LIST OF TASKS:
(1) According to the column about Wade Keller, how many "Spotlight" profiles did Keller write for the Rotary Club bulletin, and over what span of time?
(2) Reproduce the part of the column about Wade Keller starting with "BOOK BEAT   Naples" and going on through "with satisfied customers.".
(3) Carry on the column about Wade Keller from the point where it stops.
(PASSAGE)
BOOK BEAT 38 – Wade Keller

BOOK BEAT   Naples Sun Times   April 4-10, 2007

by Philip K. Jason

When Wade Keller moved to Marco Island in 1995, he immediately became active in the Naples Rotary Club and began writing a “Spotlight” column for the club’s bulletin. These were 500-word profiles of the Rotary Club’s members. Wade wrote about eighty of these over a two-year period. One of those members, Edward Elliott, thought Keller had done such a good job on his profile that he asked him for help in writing his memoir. This ghostwriting stint was the first step in Keller’s progress from retired CPA to owner of a busy vanity press with satisfied customers.

Keller was born in Greenville, Georgia where he worked in the family grocery store. Later, he served in Vietnam, earned degrees in accounting, and taught college. While building his CPA firm, he began writing a financial column in a local weekly. This experience infected Keller with the writing bug, so agreeing to do the Rotary Club’s “Spotlight” column was just a natural continuation of the pleasure he had received from his newspaper column. 

When I asked Keller about his transition from CPA to memoir editor-ghostwriter, he said that for him it was no big deal. His right brain and left brain activities nourished one another. As a CPA, he had gathered data (cancelled checks, invoices), organized it, and reshaped it into financial statements. In helping his memoir-writing clients, he taped interviews, reviewed their notes, false starts, life documents and photographs, and organized these materials in a way that made for effective story-telling.
(End PASSAGE)
(SUPPLIED INFORMATION)
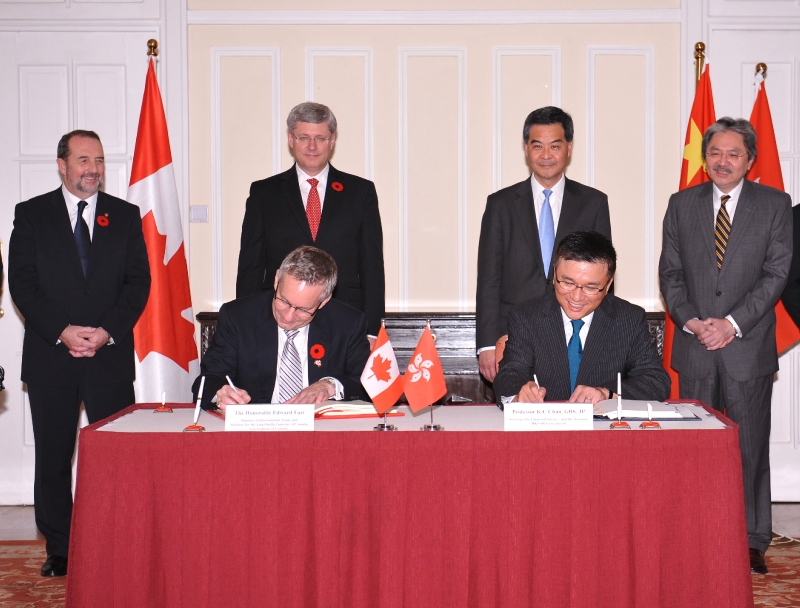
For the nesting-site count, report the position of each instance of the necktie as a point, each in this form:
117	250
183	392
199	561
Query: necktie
291	377
82	239
313	208
574	352
722	230
547	232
(End SUPPLIED INFORMATION)
RESPONSES BY TASK:
(1) About eighty, over a two-year period.

(2)
BOOK BEAT   Naples Sun Times   April 4-10, 2007

by Philip K. Jason

When Wade Keller moved to Marco Island in 1995, he immediately became active in the Naples Rotary Club and began writing a “Spotlight” column for the club’s bulletin. These were 500-word profiles of the Rotary Club’s members. Wade wrote about eighty of these over a two-year period. One of those members, Edward Elliott, thought Keller had done such a good job on his profile that he asked him for help in writing his memoir. This ghostwriting stint was the first step in Keller’s progress from retired CPA to owner of a busy vanity press with satisfied customers.

(3)
The original idea was simply to offer ghostwriting services, but soon the need to bring these projects into print led Keller to develop Keller Publishing. His business has grown by word of mouth, as one satisfied customer leads to another. After Edward Elliott’s Taking the Thread Back came out late in 1998, Keller was approached to work with Joseph Callahan on Shoot for the Pin, which came out the following year.  Things went slowly through the first years of the new century – only four books in five years. But then, in 2005, the press took off and Keller Publishing now has eighteen books in print and six more in the pipeline.

In becoming a publisher, Keller defined his particular contribution as what it had been from the beginning – organizing, shaping, and ghostwriting. He has engaged an individual in New Hampshire to take care of book and cover design. He has contracted with Ingram to handle the distribution of Keller Publishing titles. These are not unusual outsourcing steps, but rather how most publishing firms work – large or small. Keller takes bids from various printers and decides which one will give him the quality he requires at the best price. A recent project, Charles Strasser’s From Refugee to OBE, led Keller to contract with a printer in Shanghai. The next step will be to find the right public relations firm.

Other Keller Publishing titles include Gail G. Thomson’s The Making of a Surgeon, William R. Rose’s Tell Me a Story, Grandpa, Lynn Bonasia’s poetry volume A Family Journey, and Edward G. Storie’s At the Helm. Memoirs by Joe Manoni and Glenn Williams include sections on wartime service. Maury Atkin’s Life’s Voyage tells, among other things, of Atkin’s work in helping to found the modern state of Israel and to gather support for its survival during its early years. There is, indeed, a great variety in the life experiences revealed in books that Wade Keller has nourished to and through publication.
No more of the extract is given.